• SUPPLIED INFORMATION
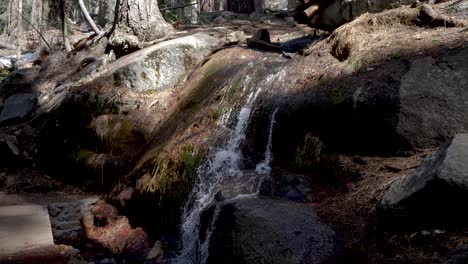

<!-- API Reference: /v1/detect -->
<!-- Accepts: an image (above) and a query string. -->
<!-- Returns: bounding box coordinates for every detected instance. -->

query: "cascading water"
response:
[174,89,261,264]
[255,108,278,175]
[173,60,286,264]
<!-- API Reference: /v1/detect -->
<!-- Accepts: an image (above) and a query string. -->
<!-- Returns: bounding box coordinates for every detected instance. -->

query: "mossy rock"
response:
[137,145,202,206]
[291,133,324,172]
[88,115,144,155]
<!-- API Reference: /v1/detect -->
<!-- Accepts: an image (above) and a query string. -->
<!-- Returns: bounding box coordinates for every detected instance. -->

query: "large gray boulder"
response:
[0,93,36,124]
[273,45,468,161]
[207,197,339,264]
[396,47,468,147]
[378,134,468,230]
[113,33,220,92]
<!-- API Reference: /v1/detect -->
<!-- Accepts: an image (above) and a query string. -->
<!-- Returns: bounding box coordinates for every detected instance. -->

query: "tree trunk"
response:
[60,0,72,51]
[30,0,43,40]
[6,0,12,35]
[16,0,22,58]
[109,0,174,49]
[227,0,255,14]
[7,0,23,58]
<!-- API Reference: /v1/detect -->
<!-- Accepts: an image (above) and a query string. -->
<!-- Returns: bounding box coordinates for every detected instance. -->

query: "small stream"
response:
[173,62,285,264]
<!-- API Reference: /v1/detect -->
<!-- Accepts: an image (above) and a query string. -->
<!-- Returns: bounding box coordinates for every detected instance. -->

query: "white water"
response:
[255,108,279,175]
[174,63,285,264]
[174,89,260,264]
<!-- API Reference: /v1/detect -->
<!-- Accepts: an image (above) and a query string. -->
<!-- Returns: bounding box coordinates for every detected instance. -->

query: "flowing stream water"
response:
[173,60,285,264]
[174,104,279,264]
[173,88,259,263]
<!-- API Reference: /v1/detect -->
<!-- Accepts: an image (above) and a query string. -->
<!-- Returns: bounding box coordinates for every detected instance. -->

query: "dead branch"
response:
[20,13,53,51]
[77,0,102,35]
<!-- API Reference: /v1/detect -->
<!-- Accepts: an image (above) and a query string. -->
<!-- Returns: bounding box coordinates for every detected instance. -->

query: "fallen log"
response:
[0,42,17,50]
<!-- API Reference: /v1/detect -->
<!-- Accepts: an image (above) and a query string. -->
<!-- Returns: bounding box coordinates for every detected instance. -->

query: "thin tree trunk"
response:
[13,0,23,60]
[30,0,37,28]
[77,0,101,35]
[61,0,72,51]
[6,0,12,35]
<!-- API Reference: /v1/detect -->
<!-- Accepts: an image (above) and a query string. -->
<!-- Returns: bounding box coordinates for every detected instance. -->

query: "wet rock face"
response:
[378,134,468,230]
[208,197,339,264]
[260,169,315,202]
[113,33,220,92]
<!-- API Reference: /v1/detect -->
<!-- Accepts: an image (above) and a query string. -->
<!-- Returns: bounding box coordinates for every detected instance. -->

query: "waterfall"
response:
[173,60,286,264]
[255,108,278,175]
[173,89,261,264]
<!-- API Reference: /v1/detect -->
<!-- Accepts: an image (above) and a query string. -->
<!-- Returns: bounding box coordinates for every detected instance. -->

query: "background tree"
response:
[109,0,174,50]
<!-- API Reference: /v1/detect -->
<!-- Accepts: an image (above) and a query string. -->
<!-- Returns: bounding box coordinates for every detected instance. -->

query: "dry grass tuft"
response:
[328,5,468,71]
[82,200,151,254]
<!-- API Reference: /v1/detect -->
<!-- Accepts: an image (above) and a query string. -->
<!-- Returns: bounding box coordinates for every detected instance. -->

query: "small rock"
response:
[59,245,80,257]
[213,16,227,24]
[232,19,252,25]
[0,93,36,124]
[3,134,19,156]
[366,67,375,72]
[226,31,246,44]
[146,241,164,260]
[117,187,134,205]
[420,230,431,236]
[285,17,296,27]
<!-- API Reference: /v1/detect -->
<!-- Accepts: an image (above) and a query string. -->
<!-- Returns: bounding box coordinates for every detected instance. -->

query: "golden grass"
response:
[328,6,468,72]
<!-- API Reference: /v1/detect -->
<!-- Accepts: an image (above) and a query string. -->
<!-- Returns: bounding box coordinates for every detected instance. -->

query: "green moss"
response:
[228,78,242,99]
[89,97,119,117]
[388,53,401,61]
[140,145,201,206]
[213,107,223,120]
[70,146,94,164]
[0,68,11,82]
[291,134,324,172]
[186,60,223,110]
[323,87,347,105]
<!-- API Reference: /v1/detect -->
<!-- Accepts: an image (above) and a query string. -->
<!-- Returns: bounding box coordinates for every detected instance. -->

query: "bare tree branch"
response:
[77,0,102,35]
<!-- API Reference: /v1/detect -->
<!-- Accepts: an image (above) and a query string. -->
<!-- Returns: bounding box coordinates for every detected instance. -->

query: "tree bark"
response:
[109,0,174,49]
[60,0,72,51]
[227,0,255,14]
[7,0,23,58]
[30,0,43,42]
[16,0,22,59]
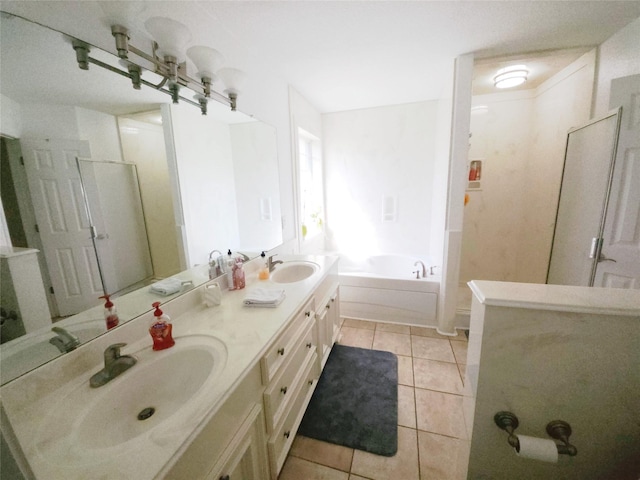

• WORK ITEM
Drop the pictures and reproduce the rest of the data exactly.

• EXERCISE RESULT
<!-- API Reference: /v1/detect -->
<!-- Accepts: an image (above) and a query string. -->
<!-- Returns: bounding box coordinates for every detected instance. -->

query: "cascading water"
response:
[174,89,261,264]
[255,108,278,175]
[173,60,286,264]
<!-- API Reference: /v1/detect -->
<!-- Accepts: an image (above) and a query string. -->
<!-- Returns: bounding box coordinates for every detected instance. -->

query: "mossy rock"
response:
[137,145,202,206]
[291,133,324,172]
[88,115,144,155]
<!-- API Reference: /v1/detect -->
<!-- Accepts: an image (above) and a query string. -->
<!-- Returns: bounding box coordinates for every detected instance. -->

query: "large gray boulder"
response:
[0,93,36,124]
[273,45,468,161]
[207,197,339,264]
[396,47,468,147]
[378,134,468,230]
[113,33,220,92]
<!-- API Reference: /v1/detect -->
<!-- Accepts: an image (above) and a query string. -->
<!-- Returns: bounding box coordinates for every detected instance. -->

query: "tree trunk"
response:
[60,0,72,51]
[30,0,43,40]
[6,0,12,35]
[16,0,22,58]
[109,0,174,49]
[227,0,255,14]
[7,0,23,58]
<!-- API Reference: /v1/detect -->
<!-- Accepts: an image (above) and a query string. -->
<!-- Returns: bounding box coordinates for every detected instance. -->

query: "small stream"
response:
[173,62,285,264]
<!-- API Reference: /v1/detect -->
<!-- Accepts: an image (above) and a query string. -->
<!-- Returns: bounding box coordinates for every detected instance. -->

query: "white water"
response:
[255,108,279,175]
[174,63,285,264]
[174,89,260,264]
<!-- API Reference: /v1/detect -->
<!-- Accepts: an image (above) and a query string. -->
<!-- Returns: bounding box coordinates for every detected instance. -->

query: "flowing stream water"
response:
[173,60,285,264]
[174,104,279,264]
[173,88,259,263]
<!-- API Reference: /v1/detect -->
<!-- Accepts: an image (above) and a query string. -->
<!-- Returns: bounding box coordinates for every detected instance. -->

query: "dead branch"
response:
[20,13,53,51]
[77,0,102,35]
<!-- API Reference: /v1/detect -->
<!-- Accepts: an image (above) and a query string. -->
<!-- Returns: bounding box coordinates for every detected instance. -->

query: "fallen log"
response:
[0,42,17,50]
<!-- API Reference: /v1/detect -->
<!-- Accepts: an image (above) and a query string. -->
<!-- Returns: bounding box coordinates for every detected instance. -->

query: "thin tree trunk"
response:
[13,0,23,60]
[30,0,37,28]
[77,0,101,35]
[61,0,72,51]
[6,0,12,35]
<!-- API Reference: /v1/detect -->
<!-- Accepts: an image (above) and a query string. -->
<!-- Returns: bounding box coordinates for every detected instance. -->

query: "wet rock face"
response:
[378,134,468,230]
[208,197,339,264]
[260,169,315,202]
[113,33,220,92]
<!-- API Reference: /v1/detect -->
<!-- Accepts: an image (above) and a query string. -->
<!-- Returns: bounding box coordinates for every detected instance. -->

query: "waterfall"
response:
[173,60,286,264]
[255,108,278,175]
[173,89,261,264]
<!-- API Reference: /v1/detect -->
<!-- Accepts: an image (above) and a query string. -->
<!-- Returns: bounding box coordinates for every detected instance. -->

query: "background tree"
response:
[109,0,174,50]
<!-- API Reference: /v1/detect -->
<!-- Accepts: an image (above) and a query string. -->
<!-- Returns: bounding box coordinates for every detected instance. -->

query: "dry grass tuft"
response:
[328,5,468,71]
[82,200,151,254]
<!-- API Reference: /v1/detect -->
<!-- Accepts: an image (above) and a query string. -->
<!-- Returns: bounding box coordinates for every detected instance. -->

query: "small rock"
response:
[59,245,80,257]
[213,16,227,24]
[232,19,252,25]
[0,93,36,124]
[3,134,19,156]
[366,67,375,72]
[226,31,246,44]
[146,241,164,260]
[117,187,134,205]
[420,230,431,236]
[285,17,296,27]
<!-- API Reference: /v1/detect -->
<!-- Accepts: an image (above) and a query string. -->
<!-- Returns: bounding box coordinates for every detected instance. -->

query: "golden grass"
response:
[328,6,468,72]
<!-- API Reference: /v1/detect -->
<!-- Accepts: an image (above) and a query string. -->
<!-- Returns: bounding box coordinates for every detected instance. -->

query: "green moss"
response:
[228,78,242,99]
[89,97,119,117]
[388,53,401,61]
[140,145,201,206]
[213,107,223,120]
[70,146,94,164]
[0,68,11,82]
[291,134,324,172]
[186,60,223,110]
[323,87,347,105]
<!-- API Reference: /v1/detect -->
<!-- Accepts: an image (above) and a query string. -->
<!-- Returns: bounding box coordinates for every detected instance. -->

query: "bare tree branch"
response:
[77,0,102,35]
<!-- API Reference: /v1/detect -->
<!-- Accepts: an image (above) and a query string. -->
<!-- Returns: bounding box coordinates for every detected instance. -->

query: "tree bark"
response:
[109,0,174,49]
[60,0,72,51]
[227,0,255,14]
[7,0,23,58]
[30,0,43,42]
[16,0,22,59]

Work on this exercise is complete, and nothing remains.